[SELECTED EXCERPT]

A
certification trademark is a trademark that is registered by a
certification body. The certification body allows manufacturers to
apply the certification trademark to their products, provided the
manufacturers meet a set of standards laid down by the certification
body. These standards might, for example, require that the
manufacturers adhere to a particular method of farming, or that the
products meet a minimum nutritional criteria.
When
a certification trademark is applied to a product, a consumer can
surmise that the product meets the standards of the certification
body. In this way, a certification trademark acts to convey a great
deal of information to the consumer via a simple visual cue.
Manufacturers
in the food and beverage industry make good use of certification
trademarks, including:
These
certification trademarks give a consumer instant assurance that the
food or beverage product is, for example: heart healthy, sourced via
an ethical system of trade, or carbon neutral (i.e. all of the carbon
emissions created during production of the product have been offset
by the manufacturer).
With
today's emphasis on consumer empowerment and conscious consumption,
food and beverage manufacturers have realized that certification
trademarks make for great marketing, as they quickly convey positive
messages about the product. Consequently, it is not uncommon for a
single food or beverage product to be labeled with several
certification trademarks.
However,
clothing and shoe manufacturers have not been as savvy. Certification
trademarks are under-utilized by the fashion industry. This is a
missed opportunity for clothing and shoe manufacturers to market
their products to consumers based on ideologies, rather than just
aesthetics.
It
is not possible in this short blog to address all of the possible
certification trademarks that could be used more effectively by the
fashion industry. Thus, I will focus on two certification trademarks.
1)

[/SELECTED EXCERPT]

§ EXERCISE SET:
**1.** Decide whether each statement agrees with the passage on certification trademarks, answering yes or no and quoting the words of the passage that settle it: (a) A certification trademark is registered by a certification body. (b) The fashion industry makes wide use of certification trademarks. (c) A single food or beverage product may carry more than one certification trademark.
**2.** Carry the passage on certification trademarks forward from the point where it stops.
The listing plays no part in this work.

[GIVEN INFORMATION]

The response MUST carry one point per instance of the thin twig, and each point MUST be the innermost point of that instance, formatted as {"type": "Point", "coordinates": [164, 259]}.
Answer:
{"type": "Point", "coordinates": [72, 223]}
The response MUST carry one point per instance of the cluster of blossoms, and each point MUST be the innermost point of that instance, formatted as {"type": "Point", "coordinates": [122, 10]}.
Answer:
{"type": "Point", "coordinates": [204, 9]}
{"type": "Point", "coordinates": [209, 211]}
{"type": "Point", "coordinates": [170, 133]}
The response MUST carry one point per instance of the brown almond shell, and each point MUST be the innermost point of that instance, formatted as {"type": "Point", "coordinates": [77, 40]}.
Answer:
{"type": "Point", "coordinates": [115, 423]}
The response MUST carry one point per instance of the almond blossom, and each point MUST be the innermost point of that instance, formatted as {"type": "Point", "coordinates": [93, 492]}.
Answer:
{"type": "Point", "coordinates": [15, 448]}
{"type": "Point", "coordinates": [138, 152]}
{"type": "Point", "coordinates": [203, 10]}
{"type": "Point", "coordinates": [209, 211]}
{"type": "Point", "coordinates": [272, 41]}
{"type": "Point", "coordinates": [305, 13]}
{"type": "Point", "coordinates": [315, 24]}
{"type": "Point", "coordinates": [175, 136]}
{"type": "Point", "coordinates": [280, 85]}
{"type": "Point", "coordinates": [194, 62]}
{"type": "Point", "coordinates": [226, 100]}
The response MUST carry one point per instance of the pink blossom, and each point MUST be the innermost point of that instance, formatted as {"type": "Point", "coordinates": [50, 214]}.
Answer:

[/GIVEN INFORMATION]
[GIVEN INFORMATION]

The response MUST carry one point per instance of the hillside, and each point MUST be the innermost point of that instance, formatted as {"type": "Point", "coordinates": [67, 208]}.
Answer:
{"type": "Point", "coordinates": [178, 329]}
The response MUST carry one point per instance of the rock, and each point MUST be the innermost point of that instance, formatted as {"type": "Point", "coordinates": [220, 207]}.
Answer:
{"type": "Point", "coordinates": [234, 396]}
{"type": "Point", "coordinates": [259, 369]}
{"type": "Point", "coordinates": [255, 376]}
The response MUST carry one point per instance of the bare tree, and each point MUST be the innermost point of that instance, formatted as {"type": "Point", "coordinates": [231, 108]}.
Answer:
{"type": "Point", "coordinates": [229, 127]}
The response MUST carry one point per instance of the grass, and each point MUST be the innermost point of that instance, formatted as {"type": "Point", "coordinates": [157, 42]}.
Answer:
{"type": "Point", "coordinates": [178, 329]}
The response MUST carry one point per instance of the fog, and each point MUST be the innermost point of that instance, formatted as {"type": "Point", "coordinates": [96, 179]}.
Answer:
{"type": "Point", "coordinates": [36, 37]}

[/GIVEN INFORMATION]
[GIVEN INFORMATION]

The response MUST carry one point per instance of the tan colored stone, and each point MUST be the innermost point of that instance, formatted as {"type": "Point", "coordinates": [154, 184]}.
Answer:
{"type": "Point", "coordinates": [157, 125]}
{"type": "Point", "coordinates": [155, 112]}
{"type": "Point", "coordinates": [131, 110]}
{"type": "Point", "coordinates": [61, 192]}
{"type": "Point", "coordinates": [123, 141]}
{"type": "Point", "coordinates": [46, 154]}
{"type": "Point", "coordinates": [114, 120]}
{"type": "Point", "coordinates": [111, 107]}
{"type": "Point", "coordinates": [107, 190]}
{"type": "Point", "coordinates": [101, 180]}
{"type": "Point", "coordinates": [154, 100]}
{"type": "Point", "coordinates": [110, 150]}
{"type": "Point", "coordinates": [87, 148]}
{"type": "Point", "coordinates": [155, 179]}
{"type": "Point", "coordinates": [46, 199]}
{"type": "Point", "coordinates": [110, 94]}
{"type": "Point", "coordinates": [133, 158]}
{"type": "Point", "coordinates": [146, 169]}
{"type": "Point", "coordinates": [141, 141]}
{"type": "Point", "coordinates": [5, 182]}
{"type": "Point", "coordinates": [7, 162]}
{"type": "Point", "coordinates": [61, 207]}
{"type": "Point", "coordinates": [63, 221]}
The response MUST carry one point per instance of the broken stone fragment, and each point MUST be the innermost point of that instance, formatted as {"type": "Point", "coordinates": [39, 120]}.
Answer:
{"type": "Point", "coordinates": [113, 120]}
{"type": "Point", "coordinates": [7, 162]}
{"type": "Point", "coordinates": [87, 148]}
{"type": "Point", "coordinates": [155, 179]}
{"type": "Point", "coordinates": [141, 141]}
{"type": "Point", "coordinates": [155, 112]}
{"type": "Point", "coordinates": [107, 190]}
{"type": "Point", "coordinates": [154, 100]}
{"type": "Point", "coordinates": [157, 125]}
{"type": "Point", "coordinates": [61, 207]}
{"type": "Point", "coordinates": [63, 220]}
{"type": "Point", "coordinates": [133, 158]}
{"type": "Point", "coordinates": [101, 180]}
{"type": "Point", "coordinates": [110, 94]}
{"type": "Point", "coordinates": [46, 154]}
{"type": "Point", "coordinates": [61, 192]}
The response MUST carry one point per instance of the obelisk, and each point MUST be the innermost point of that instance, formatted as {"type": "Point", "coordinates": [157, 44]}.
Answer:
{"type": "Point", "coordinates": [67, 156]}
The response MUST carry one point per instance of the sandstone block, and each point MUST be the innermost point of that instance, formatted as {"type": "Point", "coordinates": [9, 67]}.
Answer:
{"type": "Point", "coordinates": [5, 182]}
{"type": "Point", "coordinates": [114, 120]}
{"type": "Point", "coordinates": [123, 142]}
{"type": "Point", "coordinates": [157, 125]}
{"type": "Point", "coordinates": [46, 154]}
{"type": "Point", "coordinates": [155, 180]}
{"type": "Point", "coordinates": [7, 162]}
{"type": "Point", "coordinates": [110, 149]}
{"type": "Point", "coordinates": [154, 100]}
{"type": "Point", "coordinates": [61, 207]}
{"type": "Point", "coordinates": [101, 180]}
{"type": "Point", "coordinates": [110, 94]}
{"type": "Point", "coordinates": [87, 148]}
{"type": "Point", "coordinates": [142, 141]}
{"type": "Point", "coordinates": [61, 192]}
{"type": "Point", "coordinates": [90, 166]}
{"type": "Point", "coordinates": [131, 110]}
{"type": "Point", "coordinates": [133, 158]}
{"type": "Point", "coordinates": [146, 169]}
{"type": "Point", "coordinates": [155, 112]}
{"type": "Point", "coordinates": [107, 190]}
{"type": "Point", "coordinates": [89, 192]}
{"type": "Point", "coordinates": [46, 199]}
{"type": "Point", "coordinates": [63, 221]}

[/GIVEN INFORMATION]

§ RESULTS:
**1.**
(a) Yes: "a trademark that is registered by a certification body."
(b) No: "Certification trademarks are under-utilized by the fashion industry."
(c) Yes: "it is not uncommon for a single food or beverage product to be labeled with several certification trademarks."

**2.**
ANIMAL FREE CERTIFICATION TRADEMARKS
Approximately
1 million people in the United States currently adhere to a vegan
diet. While many do so for the health benefits, there are also other
reasons for adopting such a diet, including: animal cruelty and
environmental sustainability. These other reasons apply equally as
justification to shun the wearing of shoes that contain animal
products, such as leather.
Approximately
2.3 million people in the United States are Hindu. In the Hindu
religion, cows are sacred. Thus, many Hindus avoid eating beef. In
some cases, they also avoid wearing shoes that contain cow hide.
Approximately
2.6 million people in the United States are Muslim. In the Islamic
religion, pigs are not considered to be clean. Thus, many Muslims
avoid eating pork. In some cases, they also avoid wearing suede
shoes and other shoes that are lined with pig skin leather.
Even
(unrealistically) assuming that the entire vegan population is either
Hindu or Muslim, there are still at least 5 million people in the
United States who are either Hindu or Muslim (or Hindu or Muslim and
vegan) and who therefore have some incentive to avoid shoes that are
leather or suede or contain cow hide or pig skin leather. The current
United States population is roughly 313 million, so the persons
concerned comprise 1.6% of the total United States shoe market. A
1.6% market share is certainly economically relevant. Thus, shoe
manufacturers should take note.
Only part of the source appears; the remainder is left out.